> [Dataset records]
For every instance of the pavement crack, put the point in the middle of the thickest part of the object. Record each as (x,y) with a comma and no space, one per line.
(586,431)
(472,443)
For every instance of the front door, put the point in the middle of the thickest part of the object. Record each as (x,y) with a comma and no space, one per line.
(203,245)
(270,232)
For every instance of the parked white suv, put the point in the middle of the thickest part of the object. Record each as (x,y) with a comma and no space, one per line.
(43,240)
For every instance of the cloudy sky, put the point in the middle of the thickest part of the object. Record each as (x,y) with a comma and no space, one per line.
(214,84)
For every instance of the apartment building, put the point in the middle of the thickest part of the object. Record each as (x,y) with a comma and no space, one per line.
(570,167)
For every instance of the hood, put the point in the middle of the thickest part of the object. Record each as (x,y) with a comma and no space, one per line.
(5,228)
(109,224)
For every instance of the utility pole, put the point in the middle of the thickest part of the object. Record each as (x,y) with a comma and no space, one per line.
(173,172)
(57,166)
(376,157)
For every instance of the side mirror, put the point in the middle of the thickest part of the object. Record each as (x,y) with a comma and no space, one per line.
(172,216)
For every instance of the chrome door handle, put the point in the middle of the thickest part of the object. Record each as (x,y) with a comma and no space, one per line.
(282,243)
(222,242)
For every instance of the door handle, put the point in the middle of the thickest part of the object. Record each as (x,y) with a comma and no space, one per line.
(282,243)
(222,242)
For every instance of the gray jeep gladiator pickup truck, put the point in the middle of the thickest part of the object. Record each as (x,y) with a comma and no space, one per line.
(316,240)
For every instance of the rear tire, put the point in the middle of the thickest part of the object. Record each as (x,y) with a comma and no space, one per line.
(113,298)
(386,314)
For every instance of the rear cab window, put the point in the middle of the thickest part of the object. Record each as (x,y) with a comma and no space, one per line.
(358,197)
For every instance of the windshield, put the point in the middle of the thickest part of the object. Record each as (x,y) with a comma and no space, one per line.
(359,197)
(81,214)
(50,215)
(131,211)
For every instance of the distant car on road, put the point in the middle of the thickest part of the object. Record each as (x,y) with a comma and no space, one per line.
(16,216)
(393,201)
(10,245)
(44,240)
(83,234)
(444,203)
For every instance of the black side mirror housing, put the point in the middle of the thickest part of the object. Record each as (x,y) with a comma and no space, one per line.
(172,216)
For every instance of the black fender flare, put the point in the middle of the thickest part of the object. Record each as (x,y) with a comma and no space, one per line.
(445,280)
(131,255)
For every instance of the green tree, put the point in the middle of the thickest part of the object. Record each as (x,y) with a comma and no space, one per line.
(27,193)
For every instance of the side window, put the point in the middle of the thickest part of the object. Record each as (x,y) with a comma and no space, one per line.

> [To be done] Keep only the lines from the one containing "For every instance of the chrome" to the end of the entries, and repeat them exactly.

> [Written response]
For every instance of the chrome door handle, put the point in the middle of the thickest part of the object. Record each as (x,y) with a comma and no space, one per line.
(282,243)
(222,242)
For every instance of the door handle, put the point in the middle of the thickest part of the object. Record each as (x,y) with a comma and no space, one per line.
(282,243)
(222,242)
For every instance of the gray jeep gladiator pickup truck, put the point in the middle of the thickest part of the object. Record each as (x,y) with a comma and no space, one per line.
(316,240)
For every instance of the rear tire, put the point in the middle of the thickest part of the object. Record each as (x,y) with a comma and no space, one per line.
(113,298)
(386,314)
For every instance of the rear cab window, put the point in the middle of the thickest part of the object. Record each as (x,y) with a comma and no space, one per line.
(358,197)
For every instance of the windshield, put the point in the middle of the thickest part of the object. Record each as (x,y) with a comma and no space, one per line.
(359,197)
(81,214)
(50,215)
(131,211)
For every instance of the distant car on road, put the point in the middle of the thickest part of the object. Record each as (x,y) with a comma and no space, one per line.
(16,216)
(393,201)
(10,245)
(44,240)
(83,234)
(444,203)
For every instance of the black side mirror housing, put the point in the middle of the thickest part of the object. Record each as (x,y) with a comma and no space, one per line.
(172,216)
For every instance of the black fender flare, put the point in the middle of the thickest part of the object. Record each as (x,y) with a comma and no space, one per line.
(445,280)
(131,255)
For every instance of the green tree, put the point in the middle of the thickest part of the object. Record each as (x,y) with a comma and no space, one per line.
(27,193)
For every instance of the side window, put the point in the middle of the thickest part of the object. Record each as (x,y) with a comma and no space, one per line.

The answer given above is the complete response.